| ТЕКСТ ДЛЯ ЧТЕНИЯ |
····················
Ну что ж, нас не довезли до назначенной станции, потому что там немцы, и выгрузили у села Паньшино. В районе этого села расположились мы и замаскировались до вечера: под кустами, под деревьями. А вечером в стороне стрельба такая частая поднялась, взрывы, нас раньше времени покормила полевая кухня, и мы пошли туда, где всё это раздавалось. Командир батальона у нас был хохол, Мельниченко. Шли мы, шли, уже темно стало. И тут попадается навстречу нам русский солдат: без ремня, небритый, безоружный. Ну, я же сказал, что по фамилии я всё время первый: первая рота, первый взвод, первое отделение. Командование близко, и я подслушиваю эти разговоры, всё такое. Мы остановились, станковый пулемёт у двоих: станок один несёт, ствол - другой. И так же миномёт: ствол у одного, плита у другого.

- А вы с винтовкой были?
····················
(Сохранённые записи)
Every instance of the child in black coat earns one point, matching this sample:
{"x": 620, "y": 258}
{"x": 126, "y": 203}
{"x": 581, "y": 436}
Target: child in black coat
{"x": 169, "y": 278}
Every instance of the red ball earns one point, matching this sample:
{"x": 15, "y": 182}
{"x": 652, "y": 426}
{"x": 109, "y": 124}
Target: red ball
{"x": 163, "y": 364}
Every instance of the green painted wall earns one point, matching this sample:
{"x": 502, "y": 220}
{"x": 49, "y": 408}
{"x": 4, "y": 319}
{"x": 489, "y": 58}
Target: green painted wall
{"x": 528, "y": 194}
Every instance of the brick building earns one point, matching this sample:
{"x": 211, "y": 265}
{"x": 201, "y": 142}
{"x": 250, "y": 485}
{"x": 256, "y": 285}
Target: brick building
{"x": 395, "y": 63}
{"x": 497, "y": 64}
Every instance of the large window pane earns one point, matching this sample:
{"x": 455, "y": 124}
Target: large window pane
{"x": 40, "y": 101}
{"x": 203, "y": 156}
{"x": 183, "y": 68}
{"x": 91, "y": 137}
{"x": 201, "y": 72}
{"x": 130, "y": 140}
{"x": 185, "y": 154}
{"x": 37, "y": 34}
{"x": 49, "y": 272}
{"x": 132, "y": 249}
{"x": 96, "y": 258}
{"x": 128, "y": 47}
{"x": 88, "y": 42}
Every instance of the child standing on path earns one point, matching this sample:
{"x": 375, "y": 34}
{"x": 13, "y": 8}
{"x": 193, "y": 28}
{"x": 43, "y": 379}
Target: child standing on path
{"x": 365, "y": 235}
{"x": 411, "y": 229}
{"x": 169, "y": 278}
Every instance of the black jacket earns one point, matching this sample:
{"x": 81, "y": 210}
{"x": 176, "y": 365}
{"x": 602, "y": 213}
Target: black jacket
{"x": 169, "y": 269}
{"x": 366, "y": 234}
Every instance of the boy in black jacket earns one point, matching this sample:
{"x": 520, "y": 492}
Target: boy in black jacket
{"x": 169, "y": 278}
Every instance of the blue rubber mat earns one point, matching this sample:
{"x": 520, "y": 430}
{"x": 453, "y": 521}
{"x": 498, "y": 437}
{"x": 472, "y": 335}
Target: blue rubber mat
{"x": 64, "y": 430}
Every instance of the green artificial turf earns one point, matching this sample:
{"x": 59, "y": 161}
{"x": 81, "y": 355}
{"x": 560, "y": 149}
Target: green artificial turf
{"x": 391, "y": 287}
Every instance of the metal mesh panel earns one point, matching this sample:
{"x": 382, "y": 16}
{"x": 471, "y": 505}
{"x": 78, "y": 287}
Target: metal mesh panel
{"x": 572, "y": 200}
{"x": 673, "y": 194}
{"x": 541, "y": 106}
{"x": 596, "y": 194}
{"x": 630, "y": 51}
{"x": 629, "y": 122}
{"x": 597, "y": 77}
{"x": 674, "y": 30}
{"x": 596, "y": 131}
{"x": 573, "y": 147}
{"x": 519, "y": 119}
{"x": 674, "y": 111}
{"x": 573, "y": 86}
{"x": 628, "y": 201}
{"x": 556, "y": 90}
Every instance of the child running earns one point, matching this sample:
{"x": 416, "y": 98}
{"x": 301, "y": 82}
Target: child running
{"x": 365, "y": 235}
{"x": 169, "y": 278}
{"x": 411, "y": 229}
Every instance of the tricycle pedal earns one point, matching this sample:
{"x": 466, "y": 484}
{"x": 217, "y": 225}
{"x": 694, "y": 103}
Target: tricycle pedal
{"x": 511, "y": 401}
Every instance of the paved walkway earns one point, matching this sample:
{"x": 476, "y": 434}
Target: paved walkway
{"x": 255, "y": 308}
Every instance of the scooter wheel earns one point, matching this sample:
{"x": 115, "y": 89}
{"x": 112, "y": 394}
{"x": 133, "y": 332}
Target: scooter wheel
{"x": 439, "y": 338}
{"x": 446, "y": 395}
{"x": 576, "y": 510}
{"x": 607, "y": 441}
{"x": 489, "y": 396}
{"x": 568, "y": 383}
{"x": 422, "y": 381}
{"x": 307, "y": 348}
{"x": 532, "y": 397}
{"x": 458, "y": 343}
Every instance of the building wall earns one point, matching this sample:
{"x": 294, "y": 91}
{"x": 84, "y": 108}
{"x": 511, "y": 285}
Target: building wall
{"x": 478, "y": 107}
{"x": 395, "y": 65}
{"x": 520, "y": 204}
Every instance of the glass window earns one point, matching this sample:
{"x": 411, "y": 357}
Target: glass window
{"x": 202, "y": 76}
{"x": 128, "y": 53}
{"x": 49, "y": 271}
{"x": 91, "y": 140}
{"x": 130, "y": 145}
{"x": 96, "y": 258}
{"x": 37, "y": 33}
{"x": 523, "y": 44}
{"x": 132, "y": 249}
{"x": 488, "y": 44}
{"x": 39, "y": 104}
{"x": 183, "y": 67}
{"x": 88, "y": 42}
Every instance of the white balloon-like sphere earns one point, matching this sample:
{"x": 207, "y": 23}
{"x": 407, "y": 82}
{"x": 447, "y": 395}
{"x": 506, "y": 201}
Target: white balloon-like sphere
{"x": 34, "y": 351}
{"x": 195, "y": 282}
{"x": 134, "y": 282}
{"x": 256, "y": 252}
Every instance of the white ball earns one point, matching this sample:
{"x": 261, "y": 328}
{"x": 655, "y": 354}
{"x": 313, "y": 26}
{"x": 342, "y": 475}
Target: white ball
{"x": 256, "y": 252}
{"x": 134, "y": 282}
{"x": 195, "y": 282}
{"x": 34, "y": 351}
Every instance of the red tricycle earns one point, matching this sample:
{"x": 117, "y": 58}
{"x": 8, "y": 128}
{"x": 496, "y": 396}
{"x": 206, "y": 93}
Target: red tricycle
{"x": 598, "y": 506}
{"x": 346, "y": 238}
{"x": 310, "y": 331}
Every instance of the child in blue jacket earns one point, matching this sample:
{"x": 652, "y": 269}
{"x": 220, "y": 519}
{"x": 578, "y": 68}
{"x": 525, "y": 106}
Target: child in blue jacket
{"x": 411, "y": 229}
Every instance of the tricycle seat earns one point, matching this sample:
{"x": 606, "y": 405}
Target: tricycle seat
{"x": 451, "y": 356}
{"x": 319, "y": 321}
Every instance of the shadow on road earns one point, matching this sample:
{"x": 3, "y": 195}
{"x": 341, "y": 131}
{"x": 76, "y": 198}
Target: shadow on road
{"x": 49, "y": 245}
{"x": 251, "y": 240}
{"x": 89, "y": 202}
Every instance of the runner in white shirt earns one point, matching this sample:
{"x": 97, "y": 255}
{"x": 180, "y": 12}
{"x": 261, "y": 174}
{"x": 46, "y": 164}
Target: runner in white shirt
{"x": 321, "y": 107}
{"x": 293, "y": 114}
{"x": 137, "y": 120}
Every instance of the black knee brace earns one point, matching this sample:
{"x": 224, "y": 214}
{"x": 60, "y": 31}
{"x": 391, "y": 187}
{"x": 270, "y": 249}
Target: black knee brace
····················
| ЗАДАЧИ И ЗАДАНИЯ |
**a.** Выберите из записей все строки, в которых встречается слово «like», и перепишите их. Регистр букв учитывается.
**b.** Допишите следующую часть воспоминаний о выгрузке у села Паньшино, начиная сразу после последней приведённой в них реплики.

| НАБОР ОТВЕТОВ |
**a.**
Every instance of the white balloon-like sphere earns one point, matching this sample:
Target: white balloon-like sphere

**b.**
Да, с винтовкой. Выше меня, со штыком. Этот солдат нам сказал, что там зенитки расположились немецкие, и там окопались немцы - в темноту показывает. -"А где же остальные?". -"А никого уже не осталось". Он или дезертировал, или я не знаю. Его взяли с собой, Мельниченко сказал охранять его. Ну и Трофимов, он же обстрелянный в финскую войну ещё, говорит: "Надо развернуться, как в Пугачёве обучали нас". А Мельниченко: "Ще трохи підем". Мы пошли "трохи". Только несколько шагов сделали, как по нам полетели трассирующие пули. Все бухнулись на землю. Трофимов вместо этого Мельниченко и других начал командовать. И что? Кто впереди лёг - открыть огонь, а кто сзади - вот так голову вниз, стреляет и убивает своего же, который впереди. Трофимов это понял, и раздаётся справа от нас: "Что вы делаете?! Стреляйте вверх!!!" - потому что стоны, крики раненых, убитых. Там много погибло от своих, представляешь?

- А вы были впереди?

Ну конечно! Но меня ангел-хранитель сопровождал. Я долго не знал, что он действительно существует. Мне рассказывали, что у каждого из нас есть ангел-хранитель, а я считал, что это сказка. И вот, я уцелел.
В общем, немец как-то прекратил стрельбу, все уже встали в шеренгу, меня взял с собой заместитель командира роты, этот Воронин - для связи, и пошли мы. И как-то так получилось, что только мы вдвоём остались. Я вправо побегу - никого нет, влево и вперёд - тоже никого. И вдруг - раз, меня сюда ударило (*показывает на левое бедро). Осколок или пуля. В общем, кровь течёт, уже штанина мокрая, я говорю: "Товарищ лейтенант, я ранен...". -"Так иди в медсанбат, чего же ты?". Ну что ж, первое боевое крещение (*улыбается). И я похромал искать медсанбат.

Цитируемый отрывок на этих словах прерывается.